=== Records provided ===

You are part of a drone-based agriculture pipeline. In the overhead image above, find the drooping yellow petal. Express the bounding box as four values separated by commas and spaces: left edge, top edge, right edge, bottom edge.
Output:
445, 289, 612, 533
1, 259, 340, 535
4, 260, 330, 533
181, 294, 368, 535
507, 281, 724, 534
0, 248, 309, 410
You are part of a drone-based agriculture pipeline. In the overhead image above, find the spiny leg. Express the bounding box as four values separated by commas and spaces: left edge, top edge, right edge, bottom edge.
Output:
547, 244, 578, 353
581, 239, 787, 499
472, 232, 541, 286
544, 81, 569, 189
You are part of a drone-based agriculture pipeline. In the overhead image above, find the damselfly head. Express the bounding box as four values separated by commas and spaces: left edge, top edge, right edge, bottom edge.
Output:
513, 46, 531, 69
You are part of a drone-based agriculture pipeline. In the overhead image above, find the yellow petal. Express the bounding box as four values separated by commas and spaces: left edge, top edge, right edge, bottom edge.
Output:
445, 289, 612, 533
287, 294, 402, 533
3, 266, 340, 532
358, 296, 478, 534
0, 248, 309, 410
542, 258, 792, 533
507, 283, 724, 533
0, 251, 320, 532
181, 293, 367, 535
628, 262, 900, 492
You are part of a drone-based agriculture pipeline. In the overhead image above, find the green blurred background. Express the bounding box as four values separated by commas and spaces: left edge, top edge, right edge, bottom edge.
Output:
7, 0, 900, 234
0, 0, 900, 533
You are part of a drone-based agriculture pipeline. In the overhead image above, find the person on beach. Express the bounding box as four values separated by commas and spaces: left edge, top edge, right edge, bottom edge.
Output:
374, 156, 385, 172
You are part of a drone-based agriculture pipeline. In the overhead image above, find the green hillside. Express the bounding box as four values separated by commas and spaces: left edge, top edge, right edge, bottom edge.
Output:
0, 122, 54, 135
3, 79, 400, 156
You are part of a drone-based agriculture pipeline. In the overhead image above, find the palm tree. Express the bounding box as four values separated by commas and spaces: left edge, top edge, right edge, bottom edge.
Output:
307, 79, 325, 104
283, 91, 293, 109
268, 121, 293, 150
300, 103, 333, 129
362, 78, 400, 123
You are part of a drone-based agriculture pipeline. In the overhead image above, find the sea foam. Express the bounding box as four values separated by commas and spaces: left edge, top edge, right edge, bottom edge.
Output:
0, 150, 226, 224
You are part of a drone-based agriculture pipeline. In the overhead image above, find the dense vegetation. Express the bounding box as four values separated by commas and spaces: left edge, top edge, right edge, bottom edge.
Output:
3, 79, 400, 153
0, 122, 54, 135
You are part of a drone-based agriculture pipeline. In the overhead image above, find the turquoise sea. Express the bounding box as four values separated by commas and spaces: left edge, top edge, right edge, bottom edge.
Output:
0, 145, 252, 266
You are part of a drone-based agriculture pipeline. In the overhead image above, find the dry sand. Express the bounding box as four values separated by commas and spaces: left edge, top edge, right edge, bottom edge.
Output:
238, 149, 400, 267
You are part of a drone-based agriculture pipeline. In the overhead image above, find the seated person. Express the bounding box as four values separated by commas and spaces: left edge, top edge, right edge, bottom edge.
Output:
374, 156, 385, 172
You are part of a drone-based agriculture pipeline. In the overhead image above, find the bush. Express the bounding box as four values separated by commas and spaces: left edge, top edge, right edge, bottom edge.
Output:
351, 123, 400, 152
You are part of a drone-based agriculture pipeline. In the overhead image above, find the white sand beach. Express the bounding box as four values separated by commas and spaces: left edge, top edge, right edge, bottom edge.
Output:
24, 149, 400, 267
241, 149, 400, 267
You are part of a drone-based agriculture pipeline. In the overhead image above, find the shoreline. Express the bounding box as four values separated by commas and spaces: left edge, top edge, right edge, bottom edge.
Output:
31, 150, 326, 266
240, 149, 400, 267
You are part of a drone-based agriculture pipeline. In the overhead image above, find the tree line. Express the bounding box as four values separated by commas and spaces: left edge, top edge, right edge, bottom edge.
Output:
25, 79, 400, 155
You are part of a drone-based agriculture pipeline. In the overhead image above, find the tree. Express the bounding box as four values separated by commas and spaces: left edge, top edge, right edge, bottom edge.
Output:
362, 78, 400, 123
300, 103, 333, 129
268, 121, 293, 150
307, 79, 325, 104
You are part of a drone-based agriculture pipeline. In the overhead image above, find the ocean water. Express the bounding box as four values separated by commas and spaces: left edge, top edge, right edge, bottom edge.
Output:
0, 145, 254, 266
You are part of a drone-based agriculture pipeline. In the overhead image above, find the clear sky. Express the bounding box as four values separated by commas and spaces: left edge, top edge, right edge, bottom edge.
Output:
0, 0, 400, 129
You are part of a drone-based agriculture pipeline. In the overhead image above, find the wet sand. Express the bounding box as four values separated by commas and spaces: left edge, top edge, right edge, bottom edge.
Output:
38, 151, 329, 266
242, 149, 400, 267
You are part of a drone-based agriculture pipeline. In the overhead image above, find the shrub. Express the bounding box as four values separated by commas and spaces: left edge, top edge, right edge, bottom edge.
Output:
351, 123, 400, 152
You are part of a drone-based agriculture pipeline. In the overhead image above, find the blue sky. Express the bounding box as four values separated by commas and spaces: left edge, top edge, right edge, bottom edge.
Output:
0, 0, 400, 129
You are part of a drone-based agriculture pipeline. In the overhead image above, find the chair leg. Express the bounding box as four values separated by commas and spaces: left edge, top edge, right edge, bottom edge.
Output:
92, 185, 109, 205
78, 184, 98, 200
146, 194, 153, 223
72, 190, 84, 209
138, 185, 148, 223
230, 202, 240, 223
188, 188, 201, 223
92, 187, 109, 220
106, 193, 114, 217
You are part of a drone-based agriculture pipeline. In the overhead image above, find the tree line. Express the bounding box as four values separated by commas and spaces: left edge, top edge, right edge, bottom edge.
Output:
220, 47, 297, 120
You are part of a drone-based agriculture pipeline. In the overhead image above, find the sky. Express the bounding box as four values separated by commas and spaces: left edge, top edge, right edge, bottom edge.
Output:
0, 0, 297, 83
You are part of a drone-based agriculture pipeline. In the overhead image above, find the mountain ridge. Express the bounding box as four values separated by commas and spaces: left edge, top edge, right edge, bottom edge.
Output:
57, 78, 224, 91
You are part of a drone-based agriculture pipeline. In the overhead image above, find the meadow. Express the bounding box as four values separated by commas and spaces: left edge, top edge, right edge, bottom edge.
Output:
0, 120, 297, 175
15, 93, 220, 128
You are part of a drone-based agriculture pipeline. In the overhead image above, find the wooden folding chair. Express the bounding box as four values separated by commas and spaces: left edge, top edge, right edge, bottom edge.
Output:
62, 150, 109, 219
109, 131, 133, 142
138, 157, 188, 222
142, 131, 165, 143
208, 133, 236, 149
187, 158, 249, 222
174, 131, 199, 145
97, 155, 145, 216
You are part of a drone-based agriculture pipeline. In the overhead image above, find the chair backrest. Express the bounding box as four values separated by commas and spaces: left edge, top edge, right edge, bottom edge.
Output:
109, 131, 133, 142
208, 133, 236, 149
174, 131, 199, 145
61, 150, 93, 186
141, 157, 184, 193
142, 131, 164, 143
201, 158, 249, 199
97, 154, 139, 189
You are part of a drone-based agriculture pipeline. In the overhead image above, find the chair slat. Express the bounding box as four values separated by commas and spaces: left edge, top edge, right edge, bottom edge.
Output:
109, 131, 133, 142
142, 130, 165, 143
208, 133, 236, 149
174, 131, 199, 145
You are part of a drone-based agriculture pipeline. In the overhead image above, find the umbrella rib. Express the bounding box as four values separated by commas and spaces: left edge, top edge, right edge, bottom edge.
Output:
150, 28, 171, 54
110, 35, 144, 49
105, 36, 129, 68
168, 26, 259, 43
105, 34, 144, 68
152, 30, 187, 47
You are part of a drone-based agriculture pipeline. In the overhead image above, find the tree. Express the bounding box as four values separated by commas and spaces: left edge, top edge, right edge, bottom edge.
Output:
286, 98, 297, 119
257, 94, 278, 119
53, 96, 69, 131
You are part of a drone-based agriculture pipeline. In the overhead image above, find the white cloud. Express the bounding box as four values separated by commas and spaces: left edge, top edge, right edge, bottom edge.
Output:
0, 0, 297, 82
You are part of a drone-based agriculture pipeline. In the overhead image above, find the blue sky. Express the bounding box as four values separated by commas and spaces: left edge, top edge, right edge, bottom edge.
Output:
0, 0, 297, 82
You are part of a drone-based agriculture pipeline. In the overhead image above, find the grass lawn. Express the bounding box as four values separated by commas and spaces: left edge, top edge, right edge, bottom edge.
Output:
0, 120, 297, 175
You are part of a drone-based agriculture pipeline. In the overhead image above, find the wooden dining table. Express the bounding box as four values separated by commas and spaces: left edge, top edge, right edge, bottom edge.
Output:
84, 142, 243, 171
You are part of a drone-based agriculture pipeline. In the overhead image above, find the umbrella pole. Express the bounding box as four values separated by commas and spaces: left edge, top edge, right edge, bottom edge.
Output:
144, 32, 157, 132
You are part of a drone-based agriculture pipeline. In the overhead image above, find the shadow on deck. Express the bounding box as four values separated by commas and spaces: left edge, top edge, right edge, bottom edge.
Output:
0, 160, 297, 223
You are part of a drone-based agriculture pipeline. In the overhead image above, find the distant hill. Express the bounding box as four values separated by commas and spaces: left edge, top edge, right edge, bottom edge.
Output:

===

§ Work to be completed: Rewrite the lines starting with the line that contains "find the ocean" and going on through the line that contains "0, 145, 254, 266", putting "sea water" in place of "ocean water" and keeping everything else the same.

§ Exercise answer:
You are part of a drone-based agriculture pipeline. In the overhead image above, find the sea water. Express the bounding box as four values separated by commas and spaces: left edge, top edge, right edge, bottom edge.
Output:
0, 145, 254, 266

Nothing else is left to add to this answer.